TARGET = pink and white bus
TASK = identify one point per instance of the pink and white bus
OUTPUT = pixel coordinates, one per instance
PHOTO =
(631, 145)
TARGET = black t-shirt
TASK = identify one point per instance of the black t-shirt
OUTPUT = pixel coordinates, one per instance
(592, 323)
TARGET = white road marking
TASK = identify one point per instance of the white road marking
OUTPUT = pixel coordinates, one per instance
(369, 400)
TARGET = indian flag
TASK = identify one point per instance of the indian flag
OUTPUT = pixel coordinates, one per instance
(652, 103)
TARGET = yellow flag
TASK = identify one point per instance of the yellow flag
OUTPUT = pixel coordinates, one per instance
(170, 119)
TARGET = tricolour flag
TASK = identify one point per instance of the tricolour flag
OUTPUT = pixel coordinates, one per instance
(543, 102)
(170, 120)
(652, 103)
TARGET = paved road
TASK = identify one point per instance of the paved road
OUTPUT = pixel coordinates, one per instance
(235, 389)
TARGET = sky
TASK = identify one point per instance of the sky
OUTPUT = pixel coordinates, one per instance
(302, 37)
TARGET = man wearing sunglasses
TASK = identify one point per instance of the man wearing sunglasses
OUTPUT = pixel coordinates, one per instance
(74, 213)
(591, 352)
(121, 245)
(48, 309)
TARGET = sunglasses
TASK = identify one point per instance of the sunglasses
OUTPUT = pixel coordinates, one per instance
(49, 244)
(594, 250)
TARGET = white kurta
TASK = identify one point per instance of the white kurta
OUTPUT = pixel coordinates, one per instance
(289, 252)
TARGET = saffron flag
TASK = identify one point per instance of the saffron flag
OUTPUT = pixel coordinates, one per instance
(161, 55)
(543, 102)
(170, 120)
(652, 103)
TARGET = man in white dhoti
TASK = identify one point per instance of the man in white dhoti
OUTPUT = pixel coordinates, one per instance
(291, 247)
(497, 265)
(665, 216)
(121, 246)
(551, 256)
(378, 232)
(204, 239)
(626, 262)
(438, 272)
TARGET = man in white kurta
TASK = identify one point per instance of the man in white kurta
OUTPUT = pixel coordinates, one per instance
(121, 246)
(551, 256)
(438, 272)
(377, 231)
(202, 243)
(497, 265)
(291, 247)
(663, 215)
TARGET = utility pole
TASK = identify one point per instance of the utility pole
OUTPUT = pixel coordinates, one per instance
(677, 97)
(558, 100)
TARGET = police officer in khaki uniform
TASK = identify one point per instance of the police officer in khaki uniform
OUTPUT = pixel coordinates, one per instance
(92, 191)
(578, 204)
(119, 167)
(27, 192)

****

§ **PROBLEM DETAILS**:
Can you copy every entry above back out word for word, without changing anything?

§ **TASK RESULT**:
TARGET = pink and white bus
TASK = identify one point per instance of the pink and white bus
OUTPUT = pixel coordinates, one per instance
PHOTO =
(631, 145)
TARGET = black t-shirt
TASK = identify one point per instance of the black t-shirt
OUTPUT = pixel coordinates, one per instance
(592, 323)
TARGET = white road marking
TASK = identify one point per instance of the white road marking
OUTPUT = pixel coordinates, one per instance
(369, 400)
TARGET = indian flag
TASK = identify one point per instance of the indian flag
OUTPUT = pixel coordinates, one per instance
(652, 103)
TARGET = yellow flag
TASK = identify one point per instance of the yellow flag
OUTPUT = pixel coordinates, one per instance
(170, 119)
TARGET = tricolour flag
TASK = identify one point per instance of the tricolour flag
OUTPUT = pixel coordinates, one per instance
(543, 102)
(170, 120)
(652, 103)
TARGET = paved road
TASK = identify one point per instance of the paved road
OUTPUT = pixel coordinates, one per instance
(235, 389)
TARGET = sky
TASK = identify one point per instance of the sky
OUTPUT = pixel coordinates, one per instance
(302, 37)
TARGET = man wearing sunglasses
TASK = identify one point per instance of the man wearing sunglasses
OUTPUT = pixel coordinates, one per instance
(74, 213)
(591, 352)
(121, 245)
(48, 309)
TARGET = sunglasses
TASK = identify one point per instance of the sunglasses
OUTPUT = pixel coordinates, one per instance
(49, 244)
(594, 250)
TARGET = white kurta
TASK = identify one point per instance of the white kurta
OUTPUT = pixel coordinates, one per instance
(289, 252)
TARGET = saffron flag
TASK = identify one point per instance of the saffron flag
OUTPUT = pixel coordinates, one per instance
(161, 55)
(543, 102)
(170, 120)
(652, 103)
TARGET = man in white dhoti
TASK = identify one point per instance of the man in white dhoti
OUTPUT = pixel coordinates, one per instance
(291, 247)
(497, 265)
(665, 216)
(121, 246)
(551, 256)
(378, 232)
(204, 239)
(626, 262)
(438, 272)
TARGET = man in white kurta
TASK = identify one point per instance of the man in white kurta
OUTPUT = pixel coordinates, one per instance
(121, 246)
(551, 256)
(438, 272)
(377, 231)
(202, 243)
(497, 265)
(291, 247)
(663, 215)
TARGET = utility pole
TASK = identify one point per instance of the utility pole
OUTPUT = pixel coordinates, one per instance
(677, 97)
(558, 100)
TARGET = police officer in khaki uniform
TASK = identify one point per instance of the police officer in khaki uniform
OUTPUT = pixel coordinates, one per instance
(92, 191)
(578, 204)
(119, 167)
(27, 192)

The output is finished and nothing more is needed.